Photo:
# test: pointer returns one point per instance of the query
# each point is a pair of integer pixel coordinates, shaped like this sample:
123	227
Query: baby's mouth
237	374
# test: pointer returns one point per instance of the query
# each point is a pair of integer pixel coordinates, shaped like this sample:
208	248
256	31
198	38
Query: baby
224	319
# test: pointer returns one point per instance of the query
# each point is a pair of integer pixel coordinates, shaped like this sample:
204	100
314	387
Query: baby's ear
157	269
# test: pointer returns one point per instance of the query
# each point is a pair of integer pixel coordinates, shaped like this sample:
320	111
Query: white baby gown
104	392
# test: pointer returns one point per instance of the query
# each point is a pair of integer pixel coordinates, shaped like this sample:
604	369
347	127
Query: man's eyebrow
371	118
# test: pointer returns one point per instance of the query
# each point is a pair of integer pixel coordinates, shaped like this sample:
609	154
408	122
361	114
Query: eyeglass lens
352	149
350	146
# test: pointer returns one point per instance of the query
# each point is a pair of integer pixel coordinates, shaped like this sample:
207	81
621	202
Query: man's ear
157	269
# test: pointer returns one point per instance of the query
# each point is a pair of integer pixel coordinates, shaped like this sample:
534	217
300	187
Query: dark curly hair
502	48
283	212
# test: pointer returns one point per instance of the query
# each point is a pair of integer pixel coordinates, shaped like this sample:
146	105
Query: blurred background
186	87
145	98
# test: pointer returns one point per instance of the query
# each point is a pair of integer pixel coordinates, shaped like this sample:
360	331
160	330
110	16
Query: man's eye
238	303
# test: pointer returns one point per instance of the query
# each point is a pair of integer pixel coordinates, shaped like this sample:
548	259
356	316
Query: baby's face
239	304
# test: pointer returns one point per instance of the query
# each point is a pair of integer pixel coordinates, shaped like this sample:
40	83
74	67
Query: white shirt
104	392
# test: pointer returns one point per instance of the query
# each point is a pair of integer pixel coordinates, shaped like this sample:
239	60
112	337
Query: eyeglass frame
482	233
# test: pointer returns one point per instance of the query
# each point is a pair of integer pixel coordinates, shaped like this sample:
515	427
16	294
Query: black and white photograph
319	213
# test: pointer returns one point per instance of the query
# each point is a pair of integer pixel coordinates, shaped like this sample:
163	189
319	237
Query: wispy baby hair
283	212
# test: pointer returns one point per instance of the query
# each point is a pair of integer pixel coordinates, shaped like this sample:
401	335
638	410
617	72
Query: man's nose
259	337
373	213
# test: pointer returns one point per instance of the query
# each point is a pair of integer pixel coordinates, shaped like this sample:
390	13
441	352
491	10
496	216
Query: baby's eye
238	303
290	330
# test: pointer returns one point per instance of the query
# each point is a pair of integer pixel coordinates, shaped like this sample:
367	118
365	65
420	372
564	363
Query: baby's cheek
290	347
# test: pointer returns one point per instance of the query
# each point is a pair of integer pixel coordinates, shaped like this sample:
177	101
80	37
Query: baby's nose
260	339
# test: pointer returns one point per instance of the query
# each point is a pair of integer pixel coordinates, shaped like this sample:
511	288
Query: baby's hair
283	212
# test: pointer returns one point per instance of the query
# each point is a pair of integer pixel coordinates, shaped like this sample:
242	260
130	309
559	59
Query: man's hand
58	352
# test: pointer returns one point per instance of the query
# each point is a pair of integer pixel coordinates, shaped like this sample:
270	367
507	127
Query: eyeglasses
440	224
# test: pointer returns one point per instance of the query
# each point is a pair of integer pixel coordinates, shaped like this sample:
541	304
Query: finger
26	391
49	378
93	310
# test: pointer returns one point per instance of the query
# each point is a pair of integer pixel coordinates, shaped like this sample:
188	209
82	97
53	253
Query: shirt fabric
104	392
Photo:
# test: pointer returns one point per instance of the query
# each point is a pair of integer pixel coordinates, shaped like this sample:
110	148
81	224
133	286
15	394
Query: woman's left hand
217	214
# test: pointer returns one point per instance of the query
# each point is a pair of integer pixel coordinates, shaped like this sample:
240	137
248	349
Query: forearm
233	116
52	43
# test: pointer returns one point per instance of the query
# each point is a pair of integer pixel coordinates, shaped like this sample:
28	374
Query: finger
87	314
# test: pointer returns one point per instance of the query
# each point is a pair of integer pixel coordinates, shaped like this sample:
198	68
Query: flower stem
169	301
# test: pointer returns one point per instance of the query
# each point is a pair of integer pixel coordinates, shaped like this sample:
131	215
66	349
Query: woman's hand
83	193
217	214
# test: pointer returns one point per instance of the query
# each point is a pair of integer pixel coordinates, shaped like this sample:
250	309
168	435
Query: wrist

☆ ☆ ☆ ☆ ☆

→ Written task
Retype every entry word for word.

→ Solution
Photo:
# test: pointer returns one point per instance of the query
# each point is a pair of integer pixel coordinates, shaped like this sample:
123	227
Query: baby's mouth
237	374
# test: pointer returns one point per instance of the query
# each point is a pair of integer pixel coordinates, shaped like this sample:
208	248
256	31
198	38
Query: baby
224	319
# test: pointer returns one point per instance of the query
# each point is a pair of integer pixel coordinates, shaped like this sample:
204	100
314	387
Query: baby's ear
157	269
# test: pointer returns one point per instance of the query
# each point is a pair of integer pixel coordinates, shaped like this sample:
320	111
Query: white baby gown
104	392
# test: pointer returns one point per instance of the query
# each point is a pair of integer pixel coordinates, shaped like this sample:
604	369
347	127
Query: man's eyebrow
371	118
# test: pointer returns one point per instance of the query
# each point is a pair of integer pixel coordinates, shaped like this sample:
609	154
408	122
361	114
Query: eyeglass lens
352	149
350	146
# test: pointer returns one point per instance of the query
# each point is a pair of integer pixel coordinates, shaped like this sample:
207	81
621	202
Query: man's ear
157	269
# test: pointer returns one point per instance of the query
# each point is a pair of integer pixel coordinates, shaped like this sample:
534	217
300	187
Query: dark curly hair
502	48
283	212
# test: pointer returns one point per instance of the query
# each point is a pair of integer pixel coordinates, shaped like this sample:
146	105
Query: blurred background
186	87
145	98
# test: pointer returns one point per instance of the query
# each point is a pair of integer pixel coordinates, shaped like this sample:
360	331
160	330
110	16
Query: man's eye
238	303
# test: pointer returns one point per instance of the query
# each point is a pair of integer pixel coordinates, shaped like this sample:
548	259
356	316
Query: baby's face
239	304
# test: pointer returns one point per instance of the query
# each point is a pair of integer pixel coordinates, shaped like this sample:
40	83
74	67
Query: white shirt
104	392
# test: pointer returns one point per instance of the query
# each point is a pair of integer pixel coordinates, shaped like this sample:
239	60
112	337
Query: eyeglass frame
482	233
# test: pointer returns one point per instance of the query
# each point is a pair of integer pixel coordinates, shaped like this sample:
515	427
16	294
Query: black and white photograph
319	213
# test: pointer returns one point per instance of the query
# each point is a pair of integer pixel coordinates, shaped like this sample:
163	189
319	237
Query: wispy baby hair
283	212
# test: pointer returns one point per instance of the query
# each point is a pair of integer pixel coordinates, shaped like this sample:
401	335
638	410
617	72
Query: man's nose
259	337
373	213
# test: pointer returns one point per instance of the query
# each point is a pair of integer pixel coordinates, shaped like this sample:
390	13
441	352
491	10
496	216
Query: baby's eye
238	303
290	330
# test: pointer returns one point per instance of the query
# each point is a pair of integer pixel coordinates, shaped like this sample:
367	118
365	65
420	372
564	363
Query: baby's cheek
290	347
# test: pointer returns one point per instance of the query
# each point is a pair of integer pixel coordinates, shaped like this sample:
177	101
80	37
Query: baby's nose
260	339
# test: pointer returns one point per instance of the query
# each point is a pair of integer pixel coordinates, shaped like this sample:
511	288
Query: baby's hair
283	212
# test: pointer returns one point per instance of the query
# each point is a pair of integer pixel coordinates, shaped like this sample:
242	260
130	309
559	59
Query: man's hand
58	352
# test: pointer returns one point per instance of the query
# each point is a pair of integer pixel coordinates, shaped like this sample:
270	367
507	127
Query: eyeglasses
440	224
# test: pointer returns one point per instance of the query
# each point is a pair of integer pixel coordinates, shaped like this sample:
541	304
Query: finger
26	391
49	378
93	310
# test: pointer returns one point per instance of the query
# each point is a pair of integer pixel coordinates, shaped like this sample:
188	209
82	97
53	253
Query: shirt fabric
104	392
Photo:
# test: pointer returns one point per instance of the query
# each point is a pair of integer pixel coordinates, shaped like this sample:
110	148
81	224
133	286
15	394
Query: woman's left hand
217	214
# test: pointer returns one point per instance of the query
# each point is a pair of integer pixel coordinates, shaped like this sample:
240	137
248	349
Query: forearm
233	116
52	43
# test: pointer returns one point per instance of the query
# each point is a pair of integer pixel coordinates, shaped like this sample:
28	374
Query: finger
87	314
# test: pointer returns one point per instance of the query
# each point is a pair of integer pixel coordinates, shaped like this sample:
198	68
Query: flower stem
169	301
# test: pointer returns one point per instance of the query
# each point is a pair of integer pixel coordinates, shaped like this sample:
131	215
66	349
Query: woman's hand
83	193
217	214
# test: pointer returns one point per instance of the query
# each point is a pair of integer pixel coordinates, shaped like this sample:
250	309
168	435
Query: wrist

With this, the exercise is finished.